◆ **Passage**:

>> BEGIN

I am writing this meditation with a candle nowhere in sight. I am in a rather cosmopolitan location. I am seated in the Cafe Dumas in the Institut Francais overlooking the Danube in Budapest. As I am soon about to begin rehearsing my dramatisation of a great work of French literature, ‘The Hunchback of Notre Dame’ by Victor Hugo, perhaps it is appropriate that I am writing my meditation here in the Institut Francais and in a cafe named after two other great 19th Century French writers : Alexandre Dumas, father and son. And my dramatisation of Hugo’s novel will be presented here in Budapest next February. So the location is very much appropriate.

So here, quite close to the famous Lanchid (Chain Bridge) I am watching the boats on the river and the yellow and white number 2 tram going up and down the opposite embankment. It is the most popular tram in Budapest, the tourist tram. The weather has been extremely hot here since I arrived as it is the last days of summer. Today is cooler with a welcome breeze and distinctly autumnal. The leaves on the trees on the embankment are beginning to change colour already and are a mix of vibrant green and russet brown.

How many journeys have I made on that tram since I first came here? Next month, it will 30 years since I first came to Hungary and to Budapest. The Republic of Hungary will be 30 years old too next month, as first I came here in the week the republic was first established in October 1989. So like the leaves in the breeze, there are many memories swirling around in my head this afternoon. I am feeling distinctly autumnal. I am autumnal. I may even be slipping into winter. These last few days have made me realise that I am getting older, if not old! I have finally realised how old I am.
I have just been in one of the city’s museums: the Museum of Fine Arts.It has an antiquities gallery in the basement, with artefacts from Ancient Egypt, Greece and Italy. In this gallery there is an funerary monument: a man and woman and a boy between them. The boy is not their child or grandchild but one of their slaves as they were obviously a wealthy couple, if they were able to have funerary statues for their burial.

The man has a middle-aged head with curly hair and a beard ( a typical ancient philosopher’s head) but his head is on top of a youthful, athletic body. His body suggested to me that he was guilty of wishful thinking! Or was he a young man with an old head on his shoulders?
However, the woman’s head was missing but her body looked clearly like that of a Roman matron, ‘a lady of a certain age’ as we would say. So it appears that the man was in some sort of mid-life crisis: middle-aged but imagining himself still youthful and athletic (if he ever was!). Looking closely at my own torso in the mirror recently, I think I am beyond imagining that now! I have now become part of the ‘realist’ school of literature!

By reading the information card beside these statues, I discovered that this kind of funerary statue was common in Roman times. It was an attempt to depict the idea of ‘a beautiful and good man.’ Presumably the ‘philosopher’ head of the statue suggested that the man had good and humane thoughts and lived by them and his youthful, athletic body suggested that this way of thinking and living made the man beautiful. For is it not goodness that creates beauty in a person?

>> END

Stored items from a collection:
>> BEGIN

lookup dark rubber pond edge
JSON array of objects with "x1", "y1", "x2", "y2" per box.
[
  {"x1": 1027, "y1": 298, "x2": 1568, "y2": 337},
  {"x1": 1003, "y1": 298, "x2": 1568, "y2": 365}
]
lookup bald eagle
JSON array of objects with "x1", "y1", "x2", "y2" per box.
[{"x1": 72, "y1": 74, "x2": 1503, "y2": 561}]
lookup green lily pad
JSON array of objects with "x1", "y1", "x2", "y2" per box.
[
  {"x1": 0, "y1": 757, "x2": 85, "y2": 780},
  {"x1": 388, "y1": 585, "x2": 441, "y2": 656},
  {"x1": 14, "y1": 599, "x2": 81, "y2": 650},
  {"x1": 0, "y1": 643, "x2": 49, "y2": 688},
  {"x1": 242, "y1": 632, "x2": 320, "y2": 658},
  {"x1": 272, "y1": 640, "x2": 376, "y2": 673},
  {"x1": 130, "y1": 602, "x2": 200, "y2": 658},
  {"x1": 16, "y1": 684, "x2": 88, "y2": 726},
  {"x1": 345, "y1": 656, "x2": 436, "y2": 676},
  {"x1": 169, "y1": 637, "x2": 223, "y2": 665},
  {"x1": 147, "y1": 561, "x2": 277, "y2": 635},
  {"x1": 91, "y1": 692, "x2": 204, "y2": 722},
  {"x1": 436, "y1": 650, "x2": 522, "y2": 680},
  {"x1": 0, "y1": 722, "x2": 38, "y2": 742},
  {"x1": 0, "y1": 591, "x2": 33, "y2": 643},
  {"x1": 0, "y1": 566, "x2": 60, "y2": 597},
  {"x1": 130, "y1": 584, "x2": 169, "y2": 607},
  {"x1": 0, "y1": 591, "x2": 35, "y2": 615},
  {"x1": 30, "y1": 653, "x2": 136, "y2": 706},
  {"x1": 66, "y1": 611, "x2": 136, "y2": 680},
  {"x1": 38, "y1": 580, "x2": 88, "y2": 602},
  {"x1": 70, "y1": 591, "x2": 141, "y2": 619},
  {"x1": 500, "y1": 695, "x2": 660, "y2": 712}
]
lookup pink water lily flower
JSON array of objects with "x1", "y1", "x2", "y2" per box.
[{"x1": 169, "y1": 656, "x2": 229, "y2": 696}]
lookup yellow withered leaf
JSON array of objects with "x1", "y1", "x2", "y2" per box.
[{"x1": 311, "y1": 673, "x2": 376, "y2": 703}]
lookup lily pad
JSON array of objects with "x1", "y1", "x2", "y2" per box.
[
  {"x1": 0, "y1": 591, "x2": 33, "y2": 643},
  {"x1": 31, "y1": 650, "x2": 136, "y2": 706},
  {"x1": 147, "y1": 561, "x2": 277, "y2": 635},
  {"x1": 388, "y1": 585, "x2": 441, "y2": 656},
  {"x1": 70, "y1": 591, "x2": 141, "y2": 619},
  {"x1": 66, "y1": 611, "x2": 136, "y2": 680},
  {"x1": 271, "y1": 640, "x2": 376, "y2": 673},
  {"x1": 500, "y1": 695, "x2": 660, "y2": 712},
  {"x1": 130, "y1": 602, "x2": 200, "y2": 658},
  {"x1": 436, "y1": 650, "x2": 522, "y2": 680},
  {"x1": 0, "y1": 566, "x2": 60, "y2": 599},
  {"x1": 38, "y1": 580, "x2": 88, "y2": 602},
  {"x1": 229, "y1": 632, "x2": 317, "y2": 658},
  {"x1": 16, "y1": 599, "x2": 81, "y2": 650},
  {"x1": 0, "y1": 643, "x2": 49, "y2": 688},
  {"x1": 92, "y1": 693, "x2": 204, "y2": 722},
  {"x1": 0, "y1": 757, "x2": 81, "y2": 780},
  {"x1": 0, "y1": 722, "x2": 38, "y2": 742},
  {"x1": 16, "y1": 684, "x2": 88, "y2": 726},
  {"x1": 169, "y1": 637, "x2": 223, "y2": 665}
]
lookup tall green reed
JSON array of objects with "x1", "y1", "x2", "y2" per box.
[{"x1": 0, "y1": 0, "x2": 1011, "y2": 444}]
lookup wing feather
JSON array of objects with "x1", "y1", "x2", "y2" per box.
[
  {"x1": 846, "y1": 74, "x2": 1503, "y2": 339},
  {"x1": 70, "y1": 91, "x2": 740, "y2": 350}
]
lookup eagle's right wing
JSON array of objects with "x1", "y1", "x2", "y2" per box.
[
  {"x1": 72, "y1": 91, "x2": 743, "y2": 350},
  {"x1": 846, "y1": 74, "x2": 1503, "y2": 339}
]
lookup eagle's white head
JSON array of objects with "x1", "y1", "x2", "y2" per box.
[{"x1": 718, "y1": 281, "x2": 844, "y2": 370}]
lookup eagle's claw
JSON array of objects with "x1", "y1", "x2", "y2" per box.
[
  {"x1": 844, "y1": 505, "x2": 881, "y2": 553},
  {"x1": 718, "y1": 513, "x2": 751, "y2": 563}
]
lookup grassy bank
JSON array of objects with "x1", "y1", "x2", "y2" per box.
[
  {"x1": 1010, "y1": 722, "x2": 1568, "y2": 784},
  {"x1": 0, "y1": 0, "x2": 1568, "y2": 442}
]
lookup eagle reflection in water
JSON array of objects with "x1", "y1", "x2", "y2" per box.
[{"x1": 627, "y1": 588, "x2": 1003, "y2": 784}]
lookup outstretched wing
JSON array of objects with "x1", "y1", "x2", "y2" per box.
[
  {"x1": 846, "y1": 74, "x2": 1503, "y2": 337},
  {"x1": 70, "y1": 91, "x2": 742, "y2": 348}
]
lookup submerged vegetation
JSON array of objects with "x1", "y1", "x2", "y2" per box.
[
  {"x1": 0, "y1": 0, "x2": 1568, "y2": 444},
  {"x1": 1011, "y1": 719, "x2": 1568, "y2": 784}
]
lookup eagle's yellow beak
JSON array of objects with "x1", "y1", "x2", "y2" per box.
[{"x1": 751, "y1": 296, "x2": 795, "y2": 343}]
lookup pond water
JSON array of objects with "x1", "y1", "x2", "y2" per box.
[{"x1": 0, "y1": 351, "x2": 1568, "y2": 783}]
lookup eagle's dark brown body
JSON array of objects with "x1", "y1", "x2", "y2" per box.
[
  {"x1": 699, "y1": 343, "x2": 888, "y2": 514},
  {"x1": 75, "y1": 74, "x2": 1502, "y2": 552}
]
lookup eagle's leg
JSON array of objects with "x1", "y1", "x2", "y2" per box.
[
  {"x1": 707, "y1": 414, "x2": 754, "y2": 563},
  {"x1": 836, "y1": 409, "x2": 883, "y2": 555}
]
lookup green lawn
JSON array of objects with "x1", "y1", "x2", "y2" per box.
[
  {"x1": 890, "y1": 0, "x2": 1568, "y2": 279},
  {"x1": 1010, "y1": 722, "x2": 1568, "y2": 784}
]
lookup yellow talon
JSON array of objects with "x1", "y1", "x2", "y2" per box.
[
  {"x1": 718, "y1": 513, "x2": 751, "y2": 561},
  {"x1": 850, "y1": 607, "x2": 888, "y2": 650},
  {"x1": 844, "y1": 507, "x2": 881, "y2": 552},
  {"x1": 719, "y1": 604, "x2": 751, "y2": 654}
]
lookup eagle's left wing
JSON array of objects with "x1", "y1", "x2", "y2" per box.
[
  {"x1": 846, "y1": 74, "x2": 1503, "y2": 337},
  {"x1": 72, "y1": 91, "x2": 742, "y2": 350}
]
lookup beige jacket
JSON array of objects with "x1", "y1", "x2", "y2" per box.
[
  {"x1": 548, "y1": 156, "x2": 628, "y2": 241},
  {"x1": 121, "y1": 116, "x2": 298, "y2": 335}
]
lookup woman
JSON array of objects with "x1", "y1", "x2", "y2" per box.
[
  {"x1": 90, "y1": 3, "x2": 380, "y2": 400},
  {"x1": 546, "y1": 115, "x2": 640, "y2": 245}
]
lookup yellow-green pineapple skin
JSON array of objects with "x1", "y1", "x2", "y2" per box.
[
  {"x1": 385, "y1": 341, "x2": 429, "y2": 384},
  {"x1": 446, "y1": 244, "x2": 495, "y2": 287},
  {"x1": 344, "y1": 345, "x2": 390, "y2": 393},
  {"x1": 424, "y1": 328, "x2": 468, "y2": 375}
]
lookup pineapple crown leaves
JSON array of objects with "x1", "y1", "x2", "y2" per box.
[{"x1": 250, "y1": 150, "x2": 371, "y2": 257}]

>> END

◆ **Problems to solve**:
• 1. Write out the stretch of the Budapest meditation from "I have just" through "on his shoulders?".
• 2. According to the Budapest meditation, in what month and year was the Republic of Hungary first established?

◆ **Worked answers**:
• 1.
I have just been in one of the city’s museums: the Museum of Fine Arts.It has an antiquities gallery in the basement, with artefacts from Ancient Egypt, Greece and Italy. In this gallery there is an funerary monument: a man and woman and a boy between them. The boy is not their child or grandchild but one of their slaves as they were obviously a wealthy couple, if they were able to have funerary statues for their burial.

The man has a middle-aged head with curly hair and a beard ( a typical ancient philosopher’s head) but his head is on top of a youthful, athletic body. His body suggested to me that he was guilty of wishful thinking! Or was he a young man with an old head on his shoulders?

• 2. October 1989